EXERCISE DETAILS
Reproduce without change the portion of the excerpt below on neural networks and generative AI that opens with the words containing "However, it’s been" and closes with "and security cameras.".

EXCERPT
---

However, it’s been challenging to build accurate, single-purpose neural networks for cybersecurity. Technology changes too often, and it’s almost impossible to debug a model.

That’s why security applications for these models are mostly limited to computer vision and biometrics, such as fingerprint sensors, facial recognition, and security cameras.

A new cybersecurity area born with neural networks is adversarial training. It studies dark AI attacks on models like evasion or data poisoning, and the defenses against such attacks. In 2017 these kinds of attacks became popular when security researchers tricked self-driving cars into speeding up by modifying traffic signals.

Generative AI: LLMs and diffusion

By Manuel Boira, Senior Solutions Architect

But the current AI hype has nothing to do with the above. What everyone knows about artificial intelligence nowadays is generative AI: algorithms capable of generating content, like text (with large language models) or images (with diffusion models).

These are still neural networks at their core, with some added bells and whistles.

Creating a large language model

To simplify, a large language model (LLM) starts as a neural network trained to predict the next word in a text. Similar to the predictive text in your phone’s keyboard.

---

AVAILABLE DATA
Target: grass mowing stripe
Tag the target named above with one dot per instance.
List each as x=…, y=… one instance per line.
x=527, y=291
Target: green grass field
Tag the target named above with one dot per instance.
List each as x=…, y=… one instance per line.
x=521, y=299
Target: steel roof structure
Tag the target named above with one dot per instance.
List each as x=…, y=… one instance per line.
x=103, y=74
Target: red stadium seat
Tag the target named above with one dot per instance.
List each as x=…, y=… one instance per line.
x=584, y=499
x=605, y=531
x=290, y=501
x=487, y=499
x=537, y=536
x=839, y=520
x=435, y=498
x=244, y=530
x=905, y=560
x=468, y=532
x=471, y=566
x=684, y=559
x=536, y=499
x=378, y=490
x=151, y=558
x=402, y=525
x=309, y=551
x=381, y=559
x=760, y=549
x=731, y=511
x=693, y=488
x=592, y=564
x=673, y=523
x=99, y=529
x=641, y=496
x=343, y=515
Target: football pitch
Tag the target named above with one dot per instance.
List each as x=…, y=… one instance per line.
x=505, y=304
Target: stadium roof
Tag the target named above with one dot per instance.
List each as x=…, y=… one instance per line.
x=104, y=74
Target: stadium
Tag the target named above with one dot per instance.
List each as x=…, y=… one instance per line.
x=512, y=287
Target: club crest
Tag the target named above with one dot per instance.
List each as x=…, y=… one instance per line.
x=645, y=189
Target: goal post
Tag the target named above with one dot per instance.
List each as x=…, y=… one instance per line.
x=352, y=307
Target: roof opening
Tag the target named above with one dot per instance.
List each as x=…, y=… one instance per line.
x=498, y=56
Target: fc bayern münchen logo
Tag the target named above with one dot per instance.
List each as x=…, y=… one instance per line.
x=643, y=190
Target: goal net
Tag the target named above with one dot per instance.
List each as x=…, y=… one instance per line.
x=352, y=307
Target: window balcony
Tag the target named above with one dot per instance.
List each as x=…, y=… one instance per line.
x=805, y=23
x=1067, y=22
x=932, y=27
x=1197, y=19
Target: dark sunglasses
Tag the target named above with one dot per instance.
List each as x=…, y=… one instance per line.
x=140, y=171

---

WRITTEN ANSWER
However, it’s been challenging to build accurate, single-purpose neural networks for cybersecurity. Technology changes too often, and it’s almost impossible to debug a model.

That’s why security applications for these models are mostly limited to computer vision and biometrics, such as fingerprint sensors, facial recognition, and security cameras.